İstenen: Aşağıdaki kayıtlarda geçen her "newline-separated" ifadesini "comma-separated" ile değiştirerek satırları güncelle. Diğer her şey değişmeden kalsın.

(Nesne işaretleme üzerine veri kümesi alıntıları)
- - -

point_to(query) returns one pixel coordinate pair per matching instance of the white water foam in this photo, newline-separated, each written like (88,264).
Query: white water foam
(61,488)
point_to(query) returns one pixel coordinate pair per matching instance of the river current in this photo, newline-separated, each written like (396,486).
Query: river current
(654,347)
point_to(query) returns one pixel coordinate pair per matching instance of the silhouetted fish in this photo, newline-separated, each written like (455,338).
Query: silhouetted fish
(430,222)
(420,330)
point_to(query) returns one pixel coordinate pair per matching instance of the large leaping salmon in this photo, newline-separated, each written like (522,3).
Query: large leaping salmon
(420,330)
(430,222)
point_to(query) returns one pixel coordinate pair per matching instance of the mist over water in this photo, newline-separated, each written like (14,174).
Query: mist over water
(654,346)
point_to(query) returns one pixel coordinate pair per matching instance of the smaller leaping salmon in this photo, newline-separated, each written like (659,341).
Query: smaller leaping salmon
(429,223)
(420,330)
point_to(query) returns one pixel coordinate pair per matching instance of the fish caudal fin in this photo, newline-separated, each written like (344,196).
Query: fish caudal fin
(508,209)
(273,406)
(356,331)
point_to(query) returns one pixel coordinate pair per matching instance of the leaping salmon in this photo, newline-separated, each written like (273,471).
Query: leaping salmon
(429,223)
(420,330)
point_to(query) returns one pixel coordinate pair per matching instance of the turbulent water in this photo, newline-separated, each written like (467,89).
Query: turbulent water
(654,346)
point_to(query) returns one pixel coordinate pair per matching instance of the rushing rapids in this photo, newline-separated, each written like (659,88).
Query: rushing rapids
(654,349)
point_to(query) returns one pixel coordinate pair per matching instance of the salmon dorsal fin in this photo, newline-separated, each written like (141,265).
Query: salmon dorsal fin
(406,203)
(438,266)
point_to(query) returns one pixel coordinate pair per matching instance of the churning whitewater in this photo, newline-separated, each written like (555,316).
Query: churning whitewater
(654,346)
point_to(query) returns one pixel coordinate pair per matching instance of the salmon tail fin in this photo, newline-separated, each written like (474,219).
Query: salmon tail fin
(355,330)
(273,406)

- - -

Yazılı yanıt:
point_to(query) returns one pixel coordinate pair per matching instance of the white water foam in this photo, comma-separated, each written like (88,264).
Query: white water foam
(61,488)
point_to(query) returns one pixel coordinate pair per matching instance of the river current in this photo, comma-separated, each written like (396,486).
Query: river current
(654,347)
point_to(query) returns one pixel coordinate pair per matching instance of the silhouetted fish in this photo, comma-separated, each written like (455,338).
Query: silhouetted fish
(430,222)
(420,330)
point_to(query) returns one pixel coordinate pair per matching instance of the large leaping salmon in this photo, comma-separated, each written like (522,3).
Query: large leaping salmon
(420,330)
(430,222)
point_to(query) returns one pixel coordinate pair per matching instance of the mist over water in this photo, comma-separated, each written like (14,174).
Query: mist over water
(654,346)
point_to(query) returns one pixel coordinate pair per matching instance of the smaller leaping salmon in this photo, comma-separated, each written like (659,341).
Query: smaller leaping salmon
(429,223)
(420,330)
point_to(query) returns one pixel coordinate pair per matching instance of the fish caudal fin in this photo, comma-separated, each written like (344,196).
Query: fish caudal fin
(508,209)
(273,406)
(356,331)
point_to(query) returns one pixel coordinate pair per matching instance of the leaping salmon in this photo, comma-separated, each written like (273,471).
Query: leaping salmon
(429,223)
(420,330)
point_to(query) returns one pixel coordinate pair per matching instance of the turbulent water in this photo, comma-separated, each written like (467,89).
Query: turbulent water
(654,346)
point_to(query) returns one pixel coordinate pair per matching instance of the rushing rapids in this photo, comma-separated, each written like (659,88).
Query: rushing rapids
(654,349)
point_to(query) returns one pixel coordinate pair per matching instance of the salmon dorsal fin in this photo, comma-separated, each written like (141,265).
Query: salmon dorsal fin
(406,203)
(438,266)
point_to(query) returns one pixel coordinate pair per matching instance of the churning whitewater in this photo, comma-separated, each written like (555,316).
Query: churning whitewater
(654,346)
point_to(query) returns one pixel coordinate pair per matching instance of the salmon tail fin in this photo, comma-separated, each written like (474,219).
Query: salmon tail fin
(355,330)
(273,406)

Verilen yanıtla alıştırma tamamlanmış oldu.